*** THE RECORDS Section Begins ***

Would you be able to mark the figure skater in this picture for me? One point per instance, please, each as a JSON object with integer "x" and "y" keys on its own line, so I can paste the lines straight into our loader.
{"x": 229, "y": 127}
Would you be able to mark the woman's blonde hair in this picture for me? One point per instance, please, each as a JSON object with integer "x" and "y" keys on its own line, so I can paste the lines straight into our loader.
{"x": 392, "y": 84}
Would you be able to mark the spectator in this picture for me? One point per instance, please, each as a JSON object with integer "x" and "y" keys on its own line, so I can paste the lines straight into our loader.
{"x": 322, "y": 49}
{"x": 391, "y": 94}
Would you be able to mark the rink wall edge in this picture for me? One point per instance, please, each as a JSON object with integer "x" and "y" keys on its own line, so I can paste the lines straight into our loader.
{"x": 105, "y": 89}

*** THE RECORDS Section Ends ***
*** THE RECORDS Section Begins ***

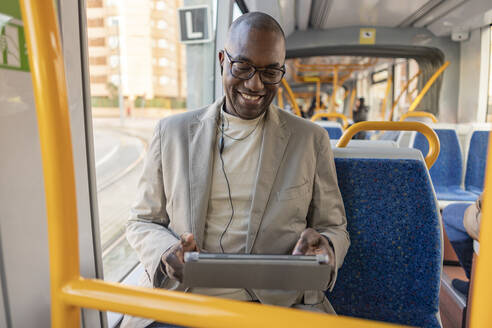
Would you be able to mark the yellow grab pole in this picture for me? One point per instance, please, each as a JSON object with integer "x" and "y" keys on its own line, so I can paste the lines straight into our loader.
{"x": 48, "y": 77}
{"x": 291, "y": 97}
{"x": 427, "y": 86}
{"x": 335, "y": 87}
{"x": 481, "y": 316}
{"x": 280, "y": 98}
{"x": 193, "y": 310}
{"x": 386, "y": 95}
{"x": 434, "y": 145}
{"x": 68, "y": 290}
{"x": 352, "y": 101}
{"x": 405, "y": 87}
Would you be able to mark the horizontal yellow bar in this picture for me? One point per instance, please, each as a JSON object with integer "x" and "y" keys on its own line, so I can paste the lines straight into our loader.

*** THE RECORDS Section Ends ***

TO DO: There is a line with "Would you be able to mark the yellow" and a line with "Would you be able to mark the horizontal" above. Copy exactly those two lines and all lines between them, with nothing else.

RESULT OF THIS TASK:
Would you be able to mark the yellow grab pole in this picture for me? One point per instance, please, each as a JSON object with integer "x" and "y" keys on its own line, so I can paste the lines straight into our loader.
{"x": 48, "y": 77}
{"x": 291, "y": 97}
{"x": 427, "y": 86}
{"x": 335, "y": 87}
{"x": 481, "y": 316}
{"x": 280, "y": 98}
{"x": 193, "y": 310}
{"x": 386, "y": 95}
{"x": 434, "y": 145}
{"x": 68, "y": 290}
{"x": 352, "y": 101}
{"x": 405, "y": 87}
Would you be able to mark the horizontal yellow bar in this picture for me? One point per instance, please, each as a JSON object with integer "x" and "y" keys on its own line, so I can paste the lines straight into our loader.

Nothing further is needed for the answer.